Produce one exact copy of the records, no pictures.

*** Opening of DATA SHOWN ***

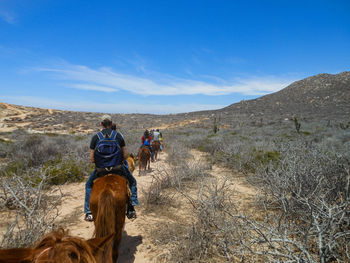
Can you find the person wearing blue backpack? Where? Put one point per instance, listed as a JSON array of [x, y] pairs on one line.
[[108, 152]]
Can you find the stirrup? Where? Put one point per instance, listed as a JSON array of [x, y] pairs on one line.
[[131, 215], [89, 217]]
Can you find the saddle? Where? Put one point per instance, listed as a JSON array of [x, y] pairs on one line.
[[118, 169]]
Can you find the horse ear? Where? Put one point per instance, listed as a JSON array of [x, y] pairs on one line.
[[98, 243]]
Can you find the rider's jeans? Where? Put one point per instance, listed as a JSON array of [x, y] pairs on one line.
[[90, 183]]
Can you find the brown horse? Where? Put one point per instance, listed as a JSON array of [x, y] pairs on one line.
[[58, 247], [156, 149], [108, 201], [131, 161], [144, 158]]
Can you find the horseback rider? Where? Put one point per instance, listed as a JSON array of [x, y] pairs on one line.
[[146, 141], [109, 134], [157, 137]]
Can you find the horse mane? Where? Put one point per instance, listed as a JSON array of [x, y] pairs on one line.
[[59, 236]]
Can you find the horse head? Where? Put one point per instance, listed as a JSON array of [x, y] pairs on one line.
[[58, 246]]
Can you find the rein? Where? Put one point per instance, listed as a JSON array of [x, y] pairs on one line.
[[41, 253]]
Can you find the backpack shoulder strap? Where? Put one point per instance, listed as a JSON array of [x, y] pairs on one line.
[[100, 136], [113, 135]]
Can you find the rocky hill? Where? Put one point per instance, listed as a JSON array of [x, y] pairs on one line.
[[324, 96]]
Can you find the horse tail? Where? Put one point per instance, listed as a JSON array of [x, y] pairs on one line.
[[105, 220]]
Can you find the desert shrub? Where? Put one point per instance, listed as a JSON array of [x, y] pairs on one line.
[[307, 208], [61, 171], [31, 211]]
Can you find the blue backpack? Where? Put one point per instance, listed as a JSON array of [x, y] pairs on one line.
[[146, 142], [107, 151]]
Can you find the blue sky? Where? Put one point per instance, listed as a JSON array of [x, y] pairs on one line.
[[164, 56]]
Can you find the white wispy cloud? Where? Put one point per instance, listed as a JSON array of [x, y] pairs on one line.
[[92, 87], [8, 17], [108, 80], [121, 107]]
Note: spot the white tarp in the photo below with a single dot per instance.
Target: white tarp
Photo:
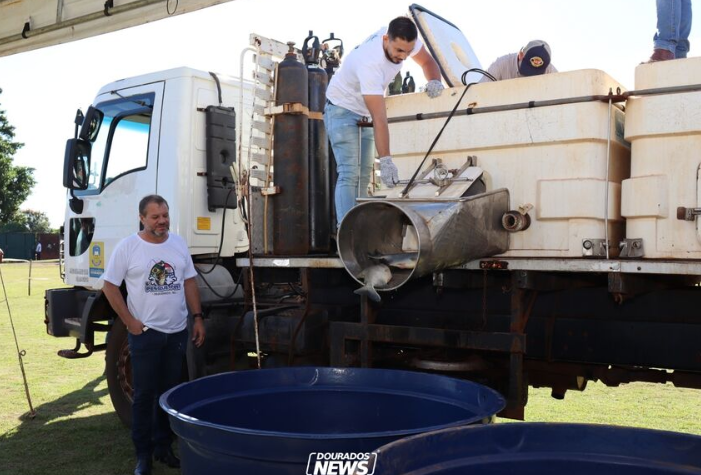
(60, 21)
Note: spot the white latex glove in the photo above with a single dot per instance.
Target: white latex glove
(434, 88)
(388, 172)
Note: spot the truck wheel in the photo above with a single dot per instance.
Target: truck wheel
(118, 371)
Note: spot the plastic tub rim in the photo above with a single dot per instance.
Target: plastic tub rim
(499, 404)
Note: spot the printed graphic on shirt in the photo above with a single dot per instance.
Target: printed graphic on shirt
(162, 279)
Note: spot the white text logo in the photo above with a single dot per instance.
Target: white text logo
(341, 463)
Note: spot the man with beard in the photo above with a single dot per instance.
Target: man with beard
(356, 94)
(160, 279)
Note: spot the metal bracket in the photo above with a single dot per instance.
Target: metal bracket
(687, 214)
(594, 247)
(631, 248)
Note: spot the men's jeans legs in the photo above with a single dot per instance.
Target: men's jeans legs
(353, 177)
(673, 26)
(156, 360)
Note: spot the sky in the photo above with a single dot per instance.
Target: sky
(42, 89)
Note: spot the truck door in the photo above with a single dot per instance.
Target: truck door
(123, 169)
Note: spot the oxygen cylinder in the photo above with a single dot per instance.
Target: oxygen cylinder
(291, 161)
(319, 203)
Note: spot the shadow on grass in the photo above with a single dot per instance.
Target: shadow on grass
(60, 441)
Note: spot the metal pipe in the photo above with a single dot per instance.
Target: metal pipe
(606, 183)
(77, 21)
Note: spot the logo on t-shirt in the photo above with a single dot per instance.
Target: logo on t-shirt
(162, 279)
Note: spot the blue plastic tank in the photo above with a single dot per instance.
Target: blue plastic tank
(542, 449)
(296, 420)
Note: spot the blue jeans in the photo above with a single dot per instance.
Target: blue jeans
(156, 366)
(354, 167)
(673, 26)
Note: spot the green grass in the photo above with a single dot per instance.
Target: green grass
(76, 431)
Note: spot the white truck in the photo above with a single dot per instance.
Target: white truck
(551, 233)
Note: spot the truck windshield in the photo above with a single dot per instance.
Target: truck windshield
(121, 146)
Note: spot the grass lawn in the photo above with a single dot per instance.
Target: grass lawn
(76, 431)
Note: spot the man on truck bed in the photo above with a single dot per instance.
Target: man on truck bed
(160, 278)
(532, 60)
(356, 92)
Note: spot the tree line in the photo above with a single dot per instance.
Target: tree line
(16, 183)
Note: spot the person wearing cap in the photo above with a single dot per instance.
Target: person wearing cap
(356, 93)
(671, 40)
(532, 60)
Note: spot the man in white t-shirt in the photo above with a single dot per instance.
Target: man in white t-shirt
(160, 279)
(356, 93)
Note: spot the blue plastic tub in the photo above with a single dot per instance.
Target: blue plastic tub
(542, 449)
(275, 421)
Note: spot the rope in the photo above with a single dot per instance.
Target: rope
(20, 353)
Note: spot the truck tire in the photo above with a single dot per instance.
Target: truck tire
(118, 371)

*** Close of DATA SHOWN ***

- _COMPLETED TASK_
Can you find the person wearing blue backpack? Where? Put one point per instance, listed as a JSON array of [x, y] pairs on one line.
[[108, 152]]
Can you find the stirrup? Where? Put one point per instance, listed as a JSON array of [x, y] pairs on one line.
[[131, 215], [89, 217]]
Can you find the saddle? Where? Put one point per instance, listed as a JSON array of [x, y] pairs on one line.
[[118, 169]]
Can you find the horse ear? Where? Put one point per instance, listed as a JSON array of [x, y] pairs on one line.
[[98, 243]]
Can you find the rider's jeans? Where? Put one point per instance, listed as a JSON array of [x, y] pairs on one line.
[[90, 183]]
Can you find the brown horse? Where? Put one point per instance, listed as a JSON array of [x, y] pairs on one line.
[[58, 247], [156, 149], [108, 201], [131, 161], [144, 158]]
Can you find the horseback rider? Where? Put one point per instance, listed as a JSON array of [x, y] pairs on one line.
[[146, 141], [109, 134], [157, 137]]
Can you find the horse mane? Where? Put one point per instance, listed as a JSON array of [x, y] pairs on one line.
[[59, 236]]
Can you find the horse head? Where? Put one point per instance, listed as a JSON array of [x, y] pairs on one line.
[[58, 246]]
Can you find the rein? Where? Put one point per instance, listed as a JSON array of [x, y] pairs on one line.
[[41, 253]]
Can you find the backpack shoulder strap? Where? Put one point per instance, listed as a JSON array of [x, y] pairs on one line.
[[100, 136], [113, 135]]
Can you find the rocky hill? Where? Put one point per instance, listed as a JSON array of [x, y] pairs on one line.
[[324, 96]]
Can you find the horse tail? Where? Put one point per instance, listed as a JSON array of [x, y] pairs on one line.
[[105, 220]]
Can you find the desert shrub? Where? Put one point per instance, listed as a JSON array of [x, y] pairs on one line.
[[307, 208], [61, 171], [31, 211]]
Can you find the blue backpack? Where? Put one point per instance, listed as a JSON array of [x, y] pairs on one line.
[[146, 142], [107, 151]]
Can you find the blue sky? Where? Put one point per instance, listed as a JSON array of [x, y] pairs on one line.
[[164, 56]]
Can you find the white wispy cloud? Where? Put one point per instance, listed as a JSON array of [x, y] pairs on one line.
[[92, 87], [8, 17], [108, 80], [121, 107]]
Note: spot the white tarp in the photo below with a single dot per instance.
Target: white tarp
Photo:
(60, 21)
Note: spot the white latex glove in the photo above with a single dot per instance.
Target: white latex glove
(434, 88)
(388, 172)
Note: spot the truck wheel in the photo above with a single dot per instance.
Target: truck wheel
(118, 371)
Note: spot the plastic tub rim in the photo above with a single dot per instance.
Target: plastic tub rim
(499, 404)
Note: spot the printed graphic on shirt in the photo above with a single dot per instance.
Target: printed graphic on shirt
(162, 279)
Note: spot the white text logo in the photo above with a single dot per instance.
Target: white text logo
(341, 463)
Note: spot the man with beard in the photo above with a single dot per instance.
Target: man with beard
(356, 94)
(160, 279)
Note: spot the metal bracket in the photo above with a single dot per instance.
Target: metal bracket
(687, 214)
(594, 247)
(631, 248)
Note: spot the men's jeans legs in the photo above with a single dot per instance.
Target: men's jeans legs
(353, 177)
(673, 26)
(156, 360)
Note: spot the sky in the photo above with a single dot per instance.
Target: sky
(42, 89)
Note: spot the truck door in the photo above with a single dot per instance.
Target: truck door
(123, 169)
Note: spot the oxygen cylinder in the photo above with a single dot per instance.
Target: oxygen cylinder
(291, 161)
(319, 203)
Note: spot the shadow on grass in the photo above with a single dot per instance.
Target: shadow on grass
(60, 441)
Note: spot the metal pipe in the photo above with a single dot per instance.
Target: metal pipe
(606, 183)
(77, 21)
Note: spot the logo on t-shirt in the photo above with a single dot per instance.
Target: logo on t-shirt
(162, 279)
Note: spot the blue plastic tank in the photo above with a single dot per instance.
Target: blue plastic tank
(542, 449)
(296, 420)
Note: spot the blue jeans in the photo above with a single dot per instance.
Target: blue jeans
(156, 366)
(354, 167)
(673, 26)
Note: spot the green grass in the photo above with a single dot per instance.
Target: green grass
(76, 431)
Note: spot the white truck in the photo above with a single dot per instance.
Target: white truck
(551, 233)
Note: spot the truck windshield in the photo above with a single dot per instance.
Target: truck windshield
(121, 146)
Note: spot the grass lawn in the photo above with a single dot per instance.
Target: grass lawn
(76, 431)
Note: spot the man on truck bed in the photo above with a single dot per instance.
Target: man on truck bed
(160, 278)
(532, 60)
(356, 92)
Note: spot the tree line in the photo above with a single dot per instance.
Target: tree line
(16, 183)
Note: spot the person wearing cap in the photo above with a single dot per instance.
Target: person wearing cap
(356, 93)
(671, 40)
(532, 60)
Note: spot the man in white t-shirt in the photo above with a single dot per instance.
Target: man in white t-shirt
(160, 279)
(356, 93)
Note: spot the blue plastic tub in the photo above with a single dot per instance.
Target: blue plastic tub
(542, 449)
(275, 421)
Note: spot the rope in the photo above with a single dot per instance.
Target: rope
(20, 353)
Note: spot the truck tire in the photo above with a single dot per instance.
Target: truck tire
(118, 371)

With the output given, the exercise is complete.